Your objective - Copy out every line of the rows below without changes, from the line containing "If you could segment every instance of the distant" down to the last line of the rows.

Rows -

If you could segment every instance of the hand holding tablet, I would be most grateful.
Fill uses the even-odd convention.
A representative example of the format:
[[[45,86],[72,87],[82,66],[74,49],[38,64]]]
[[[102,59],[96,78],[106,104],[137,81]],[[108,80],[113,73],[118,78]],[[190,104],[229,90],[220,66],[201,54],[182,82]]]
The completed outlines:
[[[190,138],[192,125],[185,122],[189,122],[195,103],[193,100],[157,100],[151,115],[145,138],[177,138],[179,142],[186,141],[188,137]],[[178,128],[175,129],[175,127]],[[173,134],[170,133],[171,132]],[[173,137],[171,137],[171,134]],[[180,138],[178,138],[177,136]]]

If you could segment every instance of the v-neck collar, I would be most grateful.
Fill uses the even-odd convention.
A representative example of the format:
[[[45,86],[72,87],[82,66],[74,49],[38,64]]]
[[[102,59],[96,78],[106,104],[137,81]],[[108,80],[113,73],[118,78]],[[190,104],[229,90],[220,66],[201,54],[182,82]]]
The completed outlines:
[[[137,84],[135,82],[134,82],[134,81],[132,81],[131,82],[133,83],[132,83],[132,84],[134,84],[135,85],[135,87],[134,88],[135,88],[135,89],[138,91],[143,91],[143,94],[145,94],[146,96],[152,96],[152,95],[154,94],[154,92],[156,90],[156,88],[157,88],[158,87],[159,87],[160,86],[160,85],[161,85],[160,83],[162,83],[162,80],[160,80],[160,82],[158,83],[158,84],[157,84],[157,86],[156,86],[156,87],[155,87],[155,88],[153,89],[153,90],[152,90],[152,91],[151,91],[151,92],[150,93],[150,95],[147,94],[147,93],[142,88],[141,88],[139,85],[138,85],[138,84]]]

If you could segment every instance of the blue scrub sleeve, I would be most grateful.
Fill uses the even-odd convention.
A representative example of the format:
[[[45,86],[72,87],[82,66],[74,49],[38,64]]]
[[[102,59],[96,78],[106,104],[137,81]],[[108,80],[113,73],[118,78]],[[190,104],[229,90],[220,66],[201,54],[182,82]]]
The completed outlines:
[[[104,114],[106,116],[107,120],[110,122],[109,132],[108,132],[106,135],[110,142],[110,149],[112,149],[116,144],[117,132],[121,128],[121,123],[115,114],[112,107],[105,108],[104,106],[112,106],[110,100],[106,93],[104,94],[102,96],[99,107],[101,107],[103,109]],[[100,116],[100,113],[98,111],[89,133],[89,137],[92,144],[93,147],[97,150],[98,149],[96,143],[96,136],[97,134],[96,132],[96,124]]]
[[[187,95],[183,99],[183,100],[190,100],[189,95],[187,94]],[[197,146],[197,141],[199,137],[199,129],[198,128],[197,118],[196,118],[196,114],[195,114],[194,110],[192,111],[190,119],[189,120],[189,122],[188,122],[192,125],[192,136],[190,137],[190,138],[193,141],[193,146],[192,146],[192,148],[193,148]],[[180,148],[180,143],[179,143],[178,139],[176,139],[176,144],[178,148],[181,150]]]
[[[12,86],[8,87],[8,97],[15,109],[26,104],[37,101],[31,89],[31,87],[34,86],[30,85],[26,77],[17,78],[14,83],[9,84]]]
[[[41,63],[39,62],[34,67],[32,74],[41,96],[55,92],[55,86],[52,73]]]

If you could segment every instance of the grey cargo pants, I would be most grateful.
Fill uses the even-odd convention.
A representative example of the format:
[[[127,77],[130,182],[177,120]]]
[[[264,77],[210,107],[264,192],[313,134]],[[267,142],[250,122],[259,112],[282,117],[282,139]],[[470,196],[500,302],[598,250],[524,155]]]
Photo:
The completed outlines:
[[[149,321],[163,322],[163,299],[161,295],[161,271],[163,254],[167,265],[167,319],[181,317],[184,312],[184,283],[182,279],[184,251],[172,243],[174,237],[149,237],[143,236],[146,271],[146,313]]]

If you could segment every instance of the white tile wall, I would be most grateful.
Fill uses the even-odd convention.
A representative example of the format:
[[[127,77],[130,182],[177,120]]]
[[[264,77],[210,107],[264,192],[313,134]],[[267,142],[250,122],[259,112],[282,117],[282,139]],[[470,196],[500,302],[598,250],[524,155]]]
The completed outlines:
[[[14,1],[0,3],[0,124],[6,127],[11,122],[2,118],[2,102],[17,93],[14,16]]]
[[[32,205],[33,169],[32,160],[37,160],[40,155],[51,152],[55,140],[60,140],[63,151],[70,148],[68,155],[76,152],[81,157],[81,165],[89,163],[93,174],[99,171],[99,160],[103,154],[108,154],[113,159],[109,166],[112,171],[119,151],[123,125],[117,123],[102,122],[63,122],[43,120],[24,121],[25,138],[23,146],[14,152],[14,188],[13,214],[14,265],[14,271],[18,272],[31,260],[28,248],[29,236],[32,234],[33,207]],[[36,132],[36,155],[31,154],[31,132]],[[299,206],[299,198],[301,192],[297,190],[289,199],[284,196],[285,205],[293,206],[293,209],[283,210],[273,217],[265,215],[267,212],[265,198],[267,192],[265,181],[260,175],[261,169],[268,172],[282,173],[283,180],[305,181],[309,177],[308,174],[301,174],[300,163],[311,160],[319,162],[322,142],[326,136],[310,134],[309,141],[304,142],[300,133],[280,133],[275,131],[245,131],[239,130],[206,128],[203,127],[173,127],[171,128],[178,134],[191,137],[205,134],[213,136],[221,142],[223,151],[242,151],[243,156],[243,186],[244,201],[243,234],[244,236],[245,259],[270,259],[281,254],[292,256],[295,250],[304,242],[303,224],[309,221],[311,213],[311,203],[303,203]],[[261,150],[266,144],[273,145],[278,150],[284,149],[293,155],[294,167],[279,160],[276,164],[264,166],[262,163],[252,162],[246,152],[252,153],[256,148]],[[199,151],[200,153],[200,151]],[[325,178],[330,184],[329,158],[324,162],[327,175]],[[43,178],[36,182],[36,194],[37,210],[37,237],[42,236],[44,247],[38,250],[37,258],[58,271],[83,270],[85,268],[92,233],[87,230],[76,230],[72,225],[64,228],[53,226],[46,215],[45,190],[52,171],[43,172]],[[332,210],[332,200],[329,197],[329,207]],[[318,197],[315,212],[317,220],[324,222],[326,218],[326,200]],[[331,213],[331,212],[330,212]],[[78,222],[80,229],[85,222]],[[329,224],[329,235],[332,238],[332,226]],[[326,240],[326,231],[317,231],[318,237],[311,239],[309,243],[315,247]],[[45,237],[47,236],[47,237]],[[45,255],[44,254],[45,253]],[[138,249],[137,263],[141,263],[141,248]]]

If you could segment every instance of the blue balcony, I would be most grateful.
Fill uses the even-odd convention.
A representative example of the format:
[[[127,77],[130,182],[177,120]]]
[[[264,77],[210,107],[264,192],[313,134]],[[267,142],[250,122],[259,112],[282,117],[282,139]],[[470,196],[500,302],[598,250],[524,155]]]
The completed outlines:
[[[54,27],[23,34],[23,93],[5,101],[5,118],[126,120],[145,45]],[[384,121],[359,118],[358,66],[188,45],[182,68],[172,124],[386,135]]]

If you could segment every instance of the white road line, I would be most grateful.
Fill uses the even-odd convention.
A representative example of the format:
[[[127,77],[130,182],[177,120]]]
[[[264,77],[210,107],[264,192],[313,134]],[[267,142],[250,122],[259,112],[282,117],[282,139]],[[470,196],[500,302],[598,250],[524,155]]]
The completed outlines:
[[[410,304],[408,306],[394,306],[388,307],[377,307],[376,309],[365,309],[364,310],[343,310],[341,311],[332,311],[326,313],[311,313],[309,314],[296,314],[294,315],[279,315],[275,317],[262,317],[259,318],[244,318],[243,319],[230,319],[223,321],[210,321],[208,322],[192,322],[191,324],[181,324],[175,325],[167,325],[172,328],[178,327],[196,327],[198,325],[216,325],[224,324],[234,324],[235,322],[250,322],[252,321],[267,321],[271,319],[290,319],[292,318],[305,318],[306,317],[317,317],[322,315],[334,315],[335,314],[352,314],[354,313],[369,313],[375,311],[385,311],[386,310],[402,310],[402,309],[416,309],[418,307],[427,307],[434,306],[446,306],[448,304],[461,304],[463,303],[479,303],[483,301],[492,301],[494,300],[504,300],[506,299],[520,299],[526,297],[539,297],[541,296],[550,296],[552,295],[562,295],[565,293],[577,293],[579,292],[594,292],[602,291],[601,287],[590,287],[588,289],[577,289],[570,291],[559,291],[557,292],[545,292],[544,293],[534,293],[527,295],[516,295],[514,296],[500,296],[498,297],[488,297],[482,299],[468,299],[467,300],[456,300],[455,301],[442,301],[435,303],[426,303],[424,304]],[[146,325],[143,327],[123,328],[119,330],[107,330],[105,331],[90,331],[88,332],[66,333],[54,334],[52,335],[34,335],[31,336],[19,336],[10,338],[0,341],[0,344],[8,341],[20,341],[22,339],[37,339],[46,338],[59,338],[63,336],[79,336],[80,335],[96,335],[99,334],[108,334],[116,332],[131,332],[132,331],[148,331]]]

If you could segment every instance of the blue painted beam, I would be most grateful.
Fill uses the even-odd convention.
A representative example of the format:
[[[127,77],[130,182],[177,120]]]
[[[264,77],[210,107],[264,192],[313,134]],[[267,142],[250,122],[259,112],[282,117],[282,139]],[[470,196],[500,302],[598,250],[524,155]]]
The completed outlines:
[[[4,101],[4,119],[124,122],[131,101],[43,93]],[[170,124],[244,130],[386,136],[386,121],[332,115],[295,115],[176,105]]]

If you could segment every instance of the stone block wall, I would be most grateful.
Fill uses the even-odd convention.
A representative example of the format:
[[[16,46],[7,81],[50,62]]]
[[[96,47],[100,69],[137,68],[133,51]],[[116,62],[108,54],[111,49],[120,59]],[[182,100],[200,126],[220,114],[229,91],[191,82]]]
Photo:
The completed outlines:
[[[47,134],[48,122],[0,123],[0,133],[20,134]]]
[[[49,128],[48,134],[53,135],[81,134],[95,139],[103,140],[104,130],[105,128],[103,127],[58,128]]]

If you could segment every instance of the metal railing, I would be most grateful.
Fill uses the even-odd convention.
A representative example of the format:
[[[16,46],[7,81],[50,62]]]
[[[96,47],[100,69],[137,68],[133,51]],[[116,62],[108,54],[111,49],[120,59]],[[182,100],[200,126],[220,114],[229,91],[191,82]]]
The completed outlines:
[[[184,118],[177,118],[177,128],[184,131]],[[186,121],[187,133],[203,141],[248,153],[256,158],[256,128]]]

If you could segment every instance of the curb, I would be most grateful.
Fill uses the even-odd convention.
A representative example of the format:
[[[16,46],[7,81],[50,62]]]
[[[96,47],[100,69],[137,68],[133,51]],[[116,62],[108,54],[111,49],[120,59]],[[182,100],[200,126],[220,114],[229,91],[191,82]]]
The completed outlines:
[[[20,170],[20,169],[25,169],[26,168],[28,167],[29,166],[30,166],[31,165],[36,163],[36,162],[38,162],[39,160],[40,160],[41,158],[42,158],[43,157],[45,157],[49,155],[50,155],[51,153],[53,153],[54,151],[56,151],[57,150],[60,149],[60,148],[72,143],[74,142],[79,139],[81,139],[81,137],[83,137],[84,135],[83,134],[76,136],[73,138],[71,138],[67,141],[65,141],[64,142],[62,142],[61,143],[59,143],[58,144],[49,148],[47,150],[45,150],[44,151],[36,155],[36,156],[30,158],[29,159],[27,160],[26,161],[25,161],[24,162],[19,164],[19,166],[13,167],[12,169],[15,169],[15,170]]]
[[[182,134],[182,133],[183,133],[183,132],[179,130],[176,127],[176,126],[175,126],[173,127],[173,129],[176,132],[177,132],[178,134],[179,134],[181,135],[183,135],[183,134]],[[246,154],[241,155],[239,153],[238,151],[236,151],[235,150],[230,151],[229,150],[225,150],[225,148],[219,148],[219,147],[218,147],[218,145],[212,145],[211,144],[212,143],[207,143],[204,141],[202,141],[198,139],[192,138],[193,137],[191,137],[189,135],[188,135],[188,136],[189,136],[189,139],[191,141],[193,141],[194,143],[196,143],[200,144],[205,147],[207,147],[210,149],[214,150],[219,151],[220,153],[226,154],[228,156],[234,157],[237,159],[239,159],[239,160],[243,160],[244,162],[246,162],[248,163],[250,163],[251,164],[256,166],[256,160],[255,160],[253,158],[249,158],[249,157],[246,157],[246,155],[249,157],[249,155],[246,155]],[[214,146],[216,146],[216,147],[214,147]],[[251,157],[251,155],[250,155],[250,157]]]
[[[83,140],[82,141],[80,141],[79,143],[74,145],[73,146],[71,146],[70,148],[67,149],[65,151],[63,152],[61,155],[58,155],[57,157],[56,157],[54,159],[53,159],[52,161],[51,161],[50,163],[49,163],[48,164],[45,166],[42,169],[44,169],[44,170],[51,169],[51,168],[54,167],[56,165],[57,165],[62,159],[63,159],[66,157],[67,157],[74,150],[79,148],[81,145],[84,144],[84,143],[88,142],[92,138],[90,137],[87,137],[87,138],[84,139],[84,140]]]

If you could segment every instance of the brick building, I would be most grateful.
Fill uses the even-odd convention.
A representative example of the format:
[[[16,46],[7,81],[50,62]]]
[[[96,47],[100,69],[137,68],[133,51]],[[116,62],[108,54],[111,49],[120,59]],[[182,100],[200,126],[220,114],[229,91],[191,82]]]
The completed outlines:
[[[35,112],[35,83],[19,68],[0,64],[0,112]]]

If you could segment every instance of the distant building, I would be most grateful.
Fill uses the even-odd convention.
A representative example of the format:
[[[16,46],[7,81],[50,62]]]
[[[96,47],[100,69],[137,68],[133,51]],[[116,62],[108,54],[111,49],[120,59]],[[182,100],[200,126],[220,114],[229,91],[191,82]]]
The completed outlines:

Answer to the task -
If you could segment every instance of the distant building, I would be most grateful.
Fill uses the even-odd convention.
A representative example of the format:
[[[16,46],[7,81],[50,62]]]
[[[96,47],[100,69],[137,68],[133,51]],[[116,62],[108,54],[111,49],[120,59]],[[182,100],[200,126],[220,114],[229,91],[191,82]]]
The completed outlines:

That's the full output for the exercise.